Text: Begin

Researchers sound warning over high salt levels in our daily bread

Researchers looked at more than 1,400 bread products from 2010 to 2017 and found some had a large amount of sodium.

Lead researcher Clare Farrand said a typical single slice of bread contained more than 20 per cent of the recommended daily maximum of salt..

"That was double the amount of salt [compared to] a single serving packet of Kettle sea salt chips," she said.

Ms Farrand said another concerning find was that some "healthy" breads were some of the worst offenders.
Certain healthy breads were some of the worst offenders.

"Rye bread, and potentially wraps, actually came up as some of the highest-salt products."

Products looked at by researchers included bread rolls, fruit bread, multigrain bread, other grain breads, rye bread, soy and linseed bread, white bread, wholemeal bread, bagels, crumpets and English muffins.

Ms Farrand said they also found there was a huge amount of variability of salt between bread products.

"You could actually be eating far more salt from one bread [product, when] compared to another," she said.

She said there were lower salt options available, and suggested consumers get in the habit of checking the label before buying a product and choosing the lower salt option.

"It is often down to a taste preference," she said.

"Some breads contain more salt than others as a result of the amount of salt that the manufacturer is putting in."

She said their research showed bread could be produced with much less salt than was currently being used.

"We're all trying to reduce the amount of salt that we eat, because salt puts up our blood pressure," she said.

"And raised blood pressure is a major risk for strokes, heart attacks and heart disease — which is the number one killer worldwide.

"In Australia, like many countries around the world, we're eating far too much salt."

Text: End

▸ **Work instruction A**
Please restate the bread salt article from "Products looked at" to "and English muffins.", replacing "English muffins" with "pita bread".
▸ **Work instruction B**
According to the bread salt article, how many bread products did researchers examine?
▸ **Work instruction C**
Write what follows the final sentence of the bread salt article.

Entries supplied: Begin

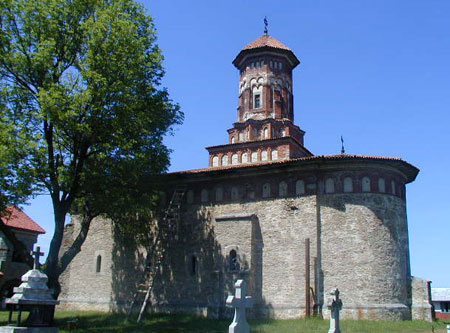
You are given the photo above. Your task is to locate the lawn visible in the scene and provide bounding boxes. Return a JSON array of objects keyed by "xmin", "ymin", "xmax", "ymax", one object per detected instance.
[{"xmin": 0, "ymin": 311, "xmax": 446, "ymax": 333}]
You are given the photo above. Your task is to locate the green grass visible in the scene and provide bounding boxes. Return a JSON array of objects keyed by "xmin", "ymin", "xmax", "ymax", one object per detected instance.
[{"xmin": 0, "ymin": 311, "xmax": 446, "ymax": 333}]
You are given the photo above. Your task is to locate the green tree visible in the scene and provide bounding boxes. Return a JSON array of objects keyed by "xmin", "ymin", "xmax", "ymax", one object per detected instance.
[{"xmin": 0, "ymin": 0, "xmax": 183, "ymax": 293}]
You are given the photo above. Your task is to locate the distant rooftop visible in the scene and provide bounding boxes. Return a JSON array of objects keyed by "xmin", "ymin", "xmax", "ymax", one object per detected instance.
[
  {"xmin": 431, "ymin": 288, "xmax": 450, "ymax": 301},
  {"xmin": 2, "ymin": 206, "xmax": 45, "ymax": 234}
]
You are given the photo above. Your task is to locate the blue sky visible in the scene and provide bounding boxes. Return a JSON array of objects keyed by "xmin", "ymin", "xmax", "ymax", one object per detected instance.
[{"xmin": 25, "ymin": 0, "xmax": 450, "ymax": 287}]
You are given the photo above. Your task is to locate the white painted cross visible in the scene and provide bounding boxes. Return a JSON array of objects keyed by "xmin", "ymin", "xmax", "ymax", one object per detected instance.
[
  {"xmin": 327, "ymin": 288, "xmax": 342, "ymax": 333},
  {"xmin": 227, "ymin": 280, "xmax": 253, "ymax": 333}
]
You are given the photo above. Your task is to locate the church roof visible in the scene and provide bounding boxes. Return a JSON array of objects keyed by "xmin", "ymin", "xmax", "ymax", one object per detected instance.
[
  {"xmin": 243, "ymin": 35, "xmax": 292, "ymax": 51},
  {"xmin": 233, "ymin": 35, "xmax": 300, "ymax": 68},
  {"xmin": 2, "ymin": 206, "xmax": 45, "ymax": 234},
  {"xmin": 169, "ymin": 154, "xmax": 419, "ymax": 183}
]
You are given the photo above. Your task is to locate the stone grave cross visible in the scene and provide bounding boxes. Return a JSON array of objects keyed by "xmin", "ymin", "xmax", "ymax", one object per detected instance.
[
  {"xmin": 227, "ymin": 279, "xmax": 253, "ymax": 333},
  {"xmin": 31, "ymin": 246, "xmax": 44, "ymax": 269},
  {"xmin": 327, "ymin": 288, "xmax": 342, "ymax": 333}
]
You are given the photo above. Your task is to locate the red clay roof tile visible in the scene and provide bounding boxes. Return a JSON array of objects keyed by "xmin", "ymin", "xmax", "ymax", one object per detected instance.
[
  {"xmin": 2, "ymin": 206, "xmax": 45, "ymax": 234},
  {"xmin": 243, "ymin": 35, "xmax": 292, "ymax": 51}
]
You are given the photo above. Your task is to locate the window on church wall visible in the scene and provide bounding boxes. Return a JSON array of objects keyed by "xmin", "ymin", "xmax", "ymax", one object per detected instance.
[
  {"xmin": 189, "ymin": 255, "xmax": 198, "ymax": 276},
  {"xmin": 213, "ymin": 156, "xmax": 219, "ymax": 167},
  {"xmin": 252, "ymin": 151, "xmax": 258, "ymax": 162},
  {"xmin": 241, "ymin": 153, "xmax": 248, "ymax": 163},
  {"xmin": 325, "ymin": 178, "xmax": 334, "ymax": 193},
  {"xmin": 186, "ymin": 190, "xmax": 194, "ymax": 204},
  {"xmin": 216, "ymin": 187, "xmax": 223, "ymax": 202},
  {"xmin": 222, "ymin": 155, "xmax": 228, "ymax": 166},
  {"xmin": 278, "ymin": 181, "xmax": 287, "ymax": 197},
  {"xmin": 263, "ymin": 183, "xmax": 270, "ymax": 198},
  {"xmin": 96, "ymin": 255, "xmax": 102, "ymax": 273},
  {"xmin": 255, "ymin": 94, "xmax": 261, "ymax": 109},
  {"xmin": 272, "ymin": 149, "xmax": 278, "ymax": 161},
  {"xmin": 200, "ymin": 189, "xmax": 208, "ymax": 202},
  {"xmin": 361, "ymin": 177, "xmax": 370, "ymax": 192},
  {"xmin": 228, "ymin": 250, "xmax": 240, "ymax": 272},
  {"xmin": 378, "ymin": 178, "xmax": 386, "ymax": 193},
  {"xmin": 261, "ymin": 150, "xmax": 267, "ymax": 161},
  {"xmin": 344, "ymin": 177, "xmax": 353, "ymax": 193},
  {"xmin": 231, "ymin": 186, "xmax": 239, "ymax": 201},
  {"xmin": 231, "ymin": 154, "xmax": 239, "ymax": 165},
  {"xmin": 295, "ymin": 179, "xmax": 305, "ymax": 195}
]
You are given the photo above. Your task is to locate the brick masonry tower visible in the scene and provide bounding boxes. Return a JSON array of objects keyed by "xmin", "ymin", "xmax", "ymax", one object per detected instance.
[{"xmin": 206, "ymin": 34, "xmax": 312, "ymax": 168}]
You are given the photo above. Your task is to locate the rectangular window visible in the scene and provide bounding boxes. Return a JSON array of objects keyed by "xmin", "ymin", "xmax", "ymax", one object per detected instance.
[{"xmin": 255, "ymin": 94, "xmax": 261, "ymax": 109}]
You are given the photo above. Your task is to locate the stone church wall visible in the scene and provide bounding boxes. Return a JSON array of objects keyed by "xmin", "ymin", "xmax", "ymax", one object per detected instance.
[{"xmin": 61, "ymin": 182, "xmax": 410, "ymax": 319}]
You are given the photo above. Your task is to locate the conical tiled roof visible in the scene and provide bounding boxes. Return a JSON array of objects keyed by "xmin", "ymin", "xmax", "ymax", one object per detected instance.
[
  {"xmin": 242, "ymin": 35, "xmax": 292, "ymax": 51},
  {"xmin": 233, "ymin": 35, "xmax": 300, "ymax": 68}
]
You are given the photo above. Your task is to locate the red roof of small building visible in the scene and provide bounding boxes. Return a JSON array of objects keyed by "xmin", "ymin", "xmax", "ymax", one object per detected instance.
[
  {"xmin": 2, "ymin": 206, "xmax": 45, "ymax": 234},
  {"xmin": 243, "ymin": 35, "xmax": 292, "ymax": 51}
]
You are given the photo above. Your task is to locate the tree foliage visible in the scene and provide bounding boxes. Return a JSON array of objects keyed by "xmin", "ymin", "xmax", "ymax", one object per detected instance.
[{"xmin": 0, "ymin": 0, "xmax": 182, "ymax": 294}]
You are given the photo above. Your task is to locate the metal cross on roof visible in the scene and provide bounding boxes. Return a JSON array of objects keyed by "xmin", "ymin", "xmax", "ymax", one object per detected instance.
[
  {"xmin": 264, "ymin": 16, "xmax": 269, "ymax": 36},
  {"xmin": 31, "ymin": 246, "xmax": 44, "ymax": 269}
]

Entries supplied: End

▸ **Answer area A**
Products looked at by researchers included bread rolls, fruit bread, multigrain bread, other grain breads, rye bread, soy and linseed bread, white bread, wholemeal bread, bagels, crumpets and pita bread.

▸ **Answer area B**
More than 1,400 bread products.

▸ **Answer area C**
The study recommends a reduction of sodium in bread products.

Bread salt levels fell after targets were set

The study found that since 2010, salt levels in bread had dropped by about 10 per cent.

But Ms Farrand said while it proved that salt targets for breads did work, the number needed to fall further.

"The Government did set salt targets as to the amount of salt in bread, and manufacturers worked to achieve those targets.

"And we were able to see for breads which did actually have salt targets, about 81 per cent of bread products met those targets.

"However there are a lot of bread products on the market that don't have salt targets.

"What we really need is for all bread to have salt targets and all breads to reduce the amount of salt in them so that we can all enjoy the health benefits of eating less salt."

The Heart Foundation's Roni Beauchamp said she was not surprised by the findings.

She said on average most Australian adults were consuming between eight and ten grams of salt each day.

That is nearly double the recommended maximum daily intake of about five grams, "or about a teaspoon a day."

"And even in children, we've got children consuming probably about 30 per cent more than would be recommended, so it is a critical issue," she said.